### Required task
Copy every line of the listing exactly.

### Materials provided
::::::::
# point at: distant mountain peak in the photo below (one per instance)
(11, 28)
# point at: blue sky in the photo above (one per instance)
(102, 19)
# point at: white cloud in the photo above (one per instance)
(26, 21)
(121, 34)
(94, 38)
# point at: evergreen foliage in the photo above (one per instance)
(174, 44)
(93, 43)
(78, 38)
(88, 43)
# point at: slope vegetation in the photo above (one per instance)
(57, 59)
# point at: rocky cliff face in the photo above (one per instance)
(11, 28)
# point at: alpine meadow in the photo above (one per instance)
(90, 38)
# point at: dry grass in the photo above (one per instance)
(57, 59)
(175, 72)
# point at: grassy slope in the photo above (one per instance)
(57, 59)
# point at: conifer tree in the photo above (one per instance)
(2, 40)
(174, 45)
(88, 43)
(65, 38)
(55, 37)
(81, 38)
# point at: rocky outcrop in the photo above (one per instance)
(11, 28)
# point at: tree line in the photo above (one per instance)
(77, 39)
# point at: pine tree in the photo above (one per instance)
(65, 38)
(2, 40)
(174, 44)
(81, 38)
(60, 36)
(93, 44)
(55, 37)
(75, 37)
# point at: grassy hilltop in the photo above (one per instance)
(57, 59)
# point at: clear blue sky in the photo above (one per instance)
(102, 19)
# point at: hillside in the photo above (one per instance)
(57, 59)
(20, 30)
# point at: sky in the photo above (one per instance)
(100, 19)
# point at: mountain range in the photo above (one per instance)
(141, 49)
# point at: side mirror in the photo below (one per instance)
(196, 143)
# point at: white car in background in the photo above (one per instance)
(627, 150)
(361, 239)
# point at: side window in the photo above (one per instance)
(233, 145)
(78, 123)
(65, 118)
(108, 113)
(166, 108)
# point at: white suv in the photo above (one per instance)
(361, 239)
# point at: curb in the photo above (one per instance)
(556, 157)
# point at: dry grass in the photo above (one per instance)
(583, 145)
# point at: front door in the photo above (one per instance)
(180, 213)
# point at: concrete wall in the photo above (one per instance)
::::::::
### Response for this exercise
# point at: distant mountain peak in the photo below (one per instance)
(11, 28)
# point at: blue sky in the photo above (one per instance)
(102, 19)
# point at: white cloud in the photo above (one per instance)
(26, 21)
(121, 34)
(94, 38)
# point at: evergreen foliage in the photo above (one per instance)
(174, 44)
(93, 43)
(78, 38)
(88, 43)
# point at: slope vegetation in the photo above (one per instance)
(57, 59)
# point at: rocky cliff face in the photo above (one per instance)
(11, 28)
# point at: alpine meadow in the photo above (one per instance)
(90, 38)
# point at: dry grass in the photo above (one per instance)
(57, 59)
(175, 72)
# point at: grassy slope in the photo above (one per instance)
(57, 59)
# point at: conifer tree in the photo above (one per instance)
(2, 40)
(174, 45)
(88, 43)
(65, 38)
(55, 37)
(81, 38)
# point at: rocky outcrop in the photo above (one per instance)
(11, 28)
# point at: tree line in the photo above (one per instance)
(77, 39)
# point at: pine tree in the photo above (one per instance)
(65, 38)
(2, 40)
(174, 44)
(81, 38)
(60, 36)
(93, 44)
(55, 37)
(75, 37)
# point at: grassy hilltop in the photo above (one per instance)
(57, 59)
# point at: clear blue sky in the photo above (one per instance)
(102, 19)
# point at: hillside in the photo above (one per instance)
(57, 59)
(20, 30)
# point at: sky in the photo above (one per instance)
(100, 19)
# point at: mountain range in the photo above (one per instance)
(141, 49)
# point at: side mirror in the photo below (one per instance)
(196, 143)
# point at: white car in background in the photo above (one per instance)
(627, 150)
(361, 239)
# point at: side window in the photo above (one per instance)
(233, 145)
(78, 123)
(65, 118)
(108, 113)
(166, 108)
# point at: white suv in the photo above (one per instance)
(361, 239)
# point at: curb in the photo above (one per instance)
(556, 157)
# point at: dry grass in the photo above (one per instance)
(583, 145)
# point at: front door in the photo above (one per instance)
(180, 213)
# point at: concrete wall in the photo above (one per instance)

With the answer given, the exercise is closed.